___ 本文抜粋
もくじ→2005-12-23 - caguirofie051223

§35(ホッブズ

わたしたちは トマス・ホッブズ(1588−1679)について触れておかねばならないかも知れない。たとえば内田義彦は 結論だけを取り出せば 

スミスが ルソーのホッブズ批判を さらにはホッブズそのものをくぐり抜けながら 道徳哲学(道徳感情の理論)体系の基礎として 〈利己心と共感(=同感)〉をおいた。
社会認識の歩み (岩波新書) Ⅱ−3)

と見ている。
いわゆる近代の以前に 神学を別とすれば(――また ここでは 自然科学の歴史を取り上げないで議論してきている――) 人間学をもって人びとは 生活態度を考え その主観動態を生きようとしていた その意志が存在すると見られるとき そこで どう考えても 経済活動がなかったわけではない ないにもかかわらず 生活態度は 人間学にこそ基づく交通一般・信用一般として とらえられていた。社会制度の制約がそこにあったということにほかならないのでもあるが このように具体経験的な人間学は 交通信用の学すなわち道徳哲学であった。それとして いつ頃から明確に認識され表現されるようになったかを措くとしてもである。
これまで――結局いつも概観ではあったが――見てきた近代の出発に際して つまり会議成立の以降またその社会経験的な展開の以降では ちょうどそれまでの 基本人間学に対する道徳哲学の位置を 政治経済学がとるようになったのである。とれるように 経済側面での交通信用の関係が 発展したのである。
スミスは かれ一人の生涯において 研究として 道徳哲学から政治経済学へあたかも移行しえた。

  • 法学は 両者の中にともに含まれるが 法律の問題は 経験行為領域における共同自治のそれとして 道徳感情論や国富論やの・つまりは人間学一般の さらに前衛または逆にもっと後衛の補助手段だとわれわれは 考える。
______
練習問題:
**A.** 本文抜粋のうち「これまで――結局いつも概観ではあったが」で始まる段落を、要点を落とさずに箇条書きにまとめなさい。
**B.** ホッブズとスミスを論じた本文抜粋を、最後の文の後から書き継ぎなさい。
___ データ一覧
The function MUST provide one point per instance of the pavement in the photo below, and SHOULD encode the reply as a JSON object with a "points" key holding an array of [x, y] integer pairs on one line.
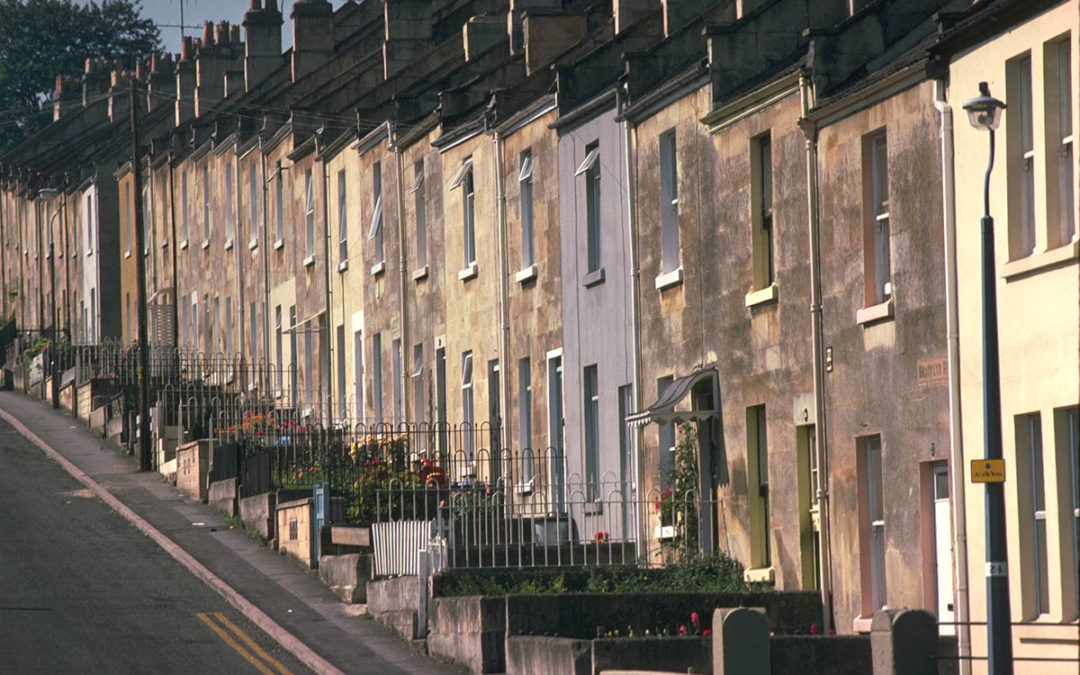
______
練習問題の解答:
**A.**
・時期：近代の出発に際して、つまり会議成立の以降、またその社会経験的な展開の以降
・変化：それまで基本人間学に対して道徳哲学が占めていた位置を、政治経済学がとるようになった
・条件：経済側面での交通信用の関係が発展したため、政治経済学がその位置をとれるようになった

**B.**
パスカルは 自然科学の研究者であることを別とすれば スミスの道徳感情論(プラス神学)という表現形態を持った。おおまかに言ってホッブズも同じようであるだろう。
今後は スミスの出現を前提とするところから出発して――いいかえると 人間学の理念が 初めはものの消費・所有をめぐっての 商品の生産および流通という経済行為にかかわる人間の社会的な交通関係のなかで 一定のかたちで主観共同化され常識となったという社会形態の段階を大前提として―― さらに《会議》の問題を さまざまな思想のなかに さぐっていくことが 一つの生き方として できるかも知れない。

  • 自由・平等という人間学の理念が 表現の自由において 信用関係としての交通を前提としつつ 具体的に経済活動の側面において たとえば商品の等価交換というかたちをとった。

とうぜんこのことは これまでに・そして今も 研究されてきているのであるから われわれは あせることはない。わたしたちの観点から 有益と思われる論点などを 任意にとりあげていけばよい。その前に スミスの前史の一人として ホッブズに触れよという要請があるかも知れない。


内田義彦の論旨をここで整理して繰り返さないが――その理由は 次のことにもあるのだが―― わたしには 《リヴァイアサン〈1〉 (岩波文庫)》の意図が よくわからない。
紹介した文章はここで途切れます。